### Texto da página:
——

A política de terras no Brasil – Regularização Fundiária

Regularização fundiária

A política de terras no Brasil passou por vários momentos em nossa história, com problemas que se mantém ao longo do tempo. No começo da colonização, a terra pertencia à Coroa e era entregue às pessoas, basicamente com o objetivo de povoamento. Dessa época são diversas as tentativas de regulamentação dessa posse, dificultadas pela distância da metrópole, pela ausência de demarcações confiáveis e pelo tamanho do território.

Da independência (1822) até 1850, não havia nenhuma regulação dobre as terras públicas, o que gerou posses descontroladas. Ressalte-se que toda a estrutura fundiária do Brasil foi, de uma forma ou outra, fundada sobre o regime de escravidão. É importante destacar isso, uma vez que a visão patrimonialista e escravocrata permeia, até hoje, as diferentes tentativas de apropriação de terras públicas. Não é possível, em função do objetivo desta nota técnica, ampliar todos esses temas.

Apenas em 1850 foi aprovada a Lei de Terras, regulamentada em 1854, com os objetivos de: ordenar a apropriação territorial no Brasil; acabar com a posse; fazer um cadastro de terras; financiar a imigração; criar um setor agrícola de pequenos proprietários; tornar a terra uma garantia confiável para empréstimos e funcionar como um chamariz para a imigração.

Essa Lei sofreu enorme resistência dos grandes proprietários, que se recusavam a demarcar as suas terras. O Estado não tinha força suficiente para impor as medidas, de modo que os vários objetivos estabelecidos não foram atingidos. Em especial, a Lei não freou a posse irregular da terra. Tampouco organizou cadastro de terras, nem particulares nem devolutas e, principalmente, não alterou a forma de apropriação das terras: grandes latifúndios, terra como reserva de valor, agricultura itinerante e limites fluidos entre propriedades.

Diferentes governos buscaram formas de regularizar a ocupação das terras públicas, com pouco ou nenhum efeito.

Nem mesmo o Estatuto da Terra, de 1964, que preconiza a reforma agrária, o uso social da propriedade e a “proteção dos recursos naturais renováveis” (algo inédito na época), conseguiu alterar a estrutura de posse e uso da terra. Considerando que foi uma Lei instituída em plena ditadura, com um governo de força, é fácil deduzir que leis, apenas, são incapazes de resolver uma dinâmica construída ao longo de mais de quatro séculos.

——

### Registros:
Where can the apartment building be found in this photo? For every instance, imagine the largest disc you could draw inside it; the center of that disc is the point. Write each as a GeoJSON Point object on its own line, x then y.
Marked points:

——

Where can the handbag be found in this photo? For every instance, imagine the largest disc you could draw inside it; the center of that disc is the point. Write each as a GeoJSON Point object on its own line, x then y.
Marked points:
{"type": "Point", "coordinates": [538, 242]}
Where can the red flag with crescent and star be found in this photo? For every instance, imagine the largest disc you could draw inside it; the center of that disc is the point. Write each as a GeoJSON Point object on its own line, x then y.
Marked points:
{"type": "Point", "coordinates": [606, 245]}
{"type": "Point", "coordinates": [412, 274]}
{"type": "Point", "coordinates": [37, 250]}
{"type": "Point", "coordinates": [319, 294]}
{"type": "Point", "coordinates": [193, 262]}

——

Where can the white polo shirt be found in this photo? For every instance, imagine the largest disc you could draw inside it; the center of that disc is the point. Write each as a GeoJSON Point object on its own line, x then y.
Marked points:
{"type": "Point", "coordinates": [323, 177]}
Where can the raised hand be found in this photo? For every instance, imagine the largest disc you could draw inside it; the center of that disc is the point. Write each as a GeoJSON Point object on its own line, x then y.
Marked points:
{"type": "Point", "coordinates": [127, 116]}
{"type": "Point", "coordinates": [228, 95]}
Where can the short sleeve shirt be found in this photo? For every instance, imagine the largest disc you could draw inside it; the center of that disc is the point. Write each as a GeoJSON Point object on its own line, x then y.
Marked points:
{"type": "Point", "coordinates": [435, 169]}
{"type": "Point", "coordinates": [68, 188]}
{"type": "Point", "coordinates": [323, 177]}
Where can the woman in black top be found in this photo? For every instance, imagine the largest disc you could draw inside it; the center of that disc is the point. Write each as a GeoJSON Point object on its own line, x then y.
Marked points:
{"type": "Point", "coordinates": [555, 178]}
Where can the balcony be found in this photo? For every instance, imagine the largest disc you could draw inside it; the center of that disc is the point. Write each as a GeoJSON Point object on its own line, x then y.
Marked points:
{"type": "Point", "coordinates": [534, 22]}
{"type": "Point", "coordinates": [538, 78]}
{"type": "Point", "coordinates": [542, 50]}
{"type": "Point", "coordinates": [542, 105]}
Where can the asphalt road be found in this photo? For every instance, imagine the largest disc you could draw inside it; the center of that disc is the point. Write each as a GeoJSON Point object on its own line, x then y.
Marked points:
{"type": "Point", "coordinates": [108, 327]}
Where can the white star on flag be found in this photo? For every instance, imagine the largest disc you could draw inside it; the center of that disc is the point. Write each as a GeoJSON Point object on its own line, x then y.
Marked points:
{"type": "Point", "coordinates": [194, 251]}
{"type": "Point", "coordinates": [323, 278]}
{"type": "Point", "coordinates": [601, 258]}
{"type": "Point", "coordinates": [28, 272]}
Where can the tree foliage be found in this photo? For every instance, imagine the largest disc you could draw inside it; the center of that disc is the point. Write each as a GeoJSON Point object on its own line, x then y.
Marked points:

——

### Conjunto de tarefas:
• 1. No texto sobre a política de terras no Brasil, em que ano a Lei de Terras foi regulamentada?
• 2. Por favor, escreva a continuação do texto sobre a política de terras no Brasil a partir do ponto em que ele termina.

### Respostas em ordem:
• 1. Em 1854.

• 2.
Em 2009 foi criado, pela Lei 11.952, o Programa Terra Legal Amazônia, com o objetivo de fazer a regularização fundiária das terras públicas federais não destinadas na Amazônia Legal. A meta do programa, em sua origem, era beneficiar cerca de 150 mil posseiros, numa área total de 67,4 milhões de hectares, com valor de mercado estimado em R$ 61,7 bilhões em terra nua. Entretanto, auditoria do Tribunal de Contas da União realizada em 2015, avaliou o resultado do Programa de 2009 até 2014.

A avaliação resultou no Acórdão: 627/2015 – TCU – Plenário, que demonstra a pouca efetividade do programa, desde o descumprimento de cláusulas legais até a falta de controle interno dos processos. .1 Mais uma vez, uma lei bastante razoável e um programa governamental que prioriza com regras mais flexíveis as pequenas ocupações não obtiveram os efeitos desejados.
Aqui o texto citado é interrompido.